_What needs to be done_
Pictures do not belong in the copy, so please give every entry below again exactly.

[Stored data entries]
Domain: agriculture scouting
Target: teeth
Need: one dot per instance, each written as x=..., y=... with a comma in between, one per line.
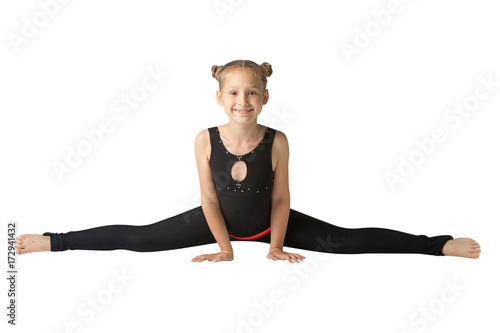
x=242, y=111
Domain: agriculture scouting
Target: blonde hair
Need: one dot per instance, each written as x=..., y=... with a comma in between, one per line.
x=260, y=71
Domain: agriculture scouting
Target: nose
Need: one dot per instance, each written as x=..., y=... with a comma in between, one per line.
x=242, y=99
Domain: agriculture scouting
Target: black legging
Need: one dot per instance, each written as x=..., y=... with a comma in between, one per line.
x=191, y=229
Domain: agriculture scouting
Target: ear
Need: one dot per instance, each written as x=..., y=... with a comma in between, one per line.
x=219, y=98
x=266, y=97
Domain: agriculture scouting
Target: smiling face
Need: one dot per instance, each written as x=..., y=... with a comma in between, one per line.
x=242, y=95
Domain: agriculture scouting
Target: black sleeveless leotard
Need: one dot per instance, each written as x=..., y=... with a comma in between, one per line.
x=245, y=205
x=246, y=208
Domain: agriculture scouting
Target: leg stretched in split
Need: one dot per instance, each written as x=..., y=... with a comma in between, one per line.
x=303, y=232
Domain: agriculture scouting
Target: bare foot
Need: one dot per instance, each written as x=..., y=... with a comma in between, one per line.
x=32, y=243
x=462, y=247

_Output below_
Domain: agriculture scouting
Target: teeth
Need: one dot per instance, each written as x=..., y=... with a comma in between, one per line.
x=242, y=111
Domain: agriculture scouting
Target: blonde hair
Need: one dot per instance, each written as x=..., y=... with a comma in between, one per line.
x=260, y=71
Domain: agriculture scouting
Target: nose
Need: one dot per instance, each written as x=..., y=... with a comma in between, one per line.
x=242, y=99
Domain: agriculture scouting
Target: black legging
Need: one dot per instance, each written as x=..., y=... with a comma in between, one per line.
x=191, y=229
Domain: agriculture scouting
Target: ear
Need: one dot per instance, each written as x=..., y=... with a comma in between, one per line.
x=219, y=98
x=266, y=97
Domain: agriculture scouting
Target: smiling face
Need: one dot per instance, each written as x=..., y=... with a comma in between, one per line.
x=242, y=95
Domain: agriculture scouting
Target: black sleeveless leotard
Need: one dot per instance, each written as x=..., y=... with a comma in between, one per line.
x=245, y=205
x=246, y=208
Domain: agriculture scouting
Target: leg stretched in split
Need: one dot per instance, each written as x=..., y=... with a comma in between, one per line.
x=303, y=232
Domain: agriculture scouting
Target: bare foot
Need: one dot per instance, each written as x=..., y=... with a comma in between, one per line.
x=32, y=243
x=462, y=247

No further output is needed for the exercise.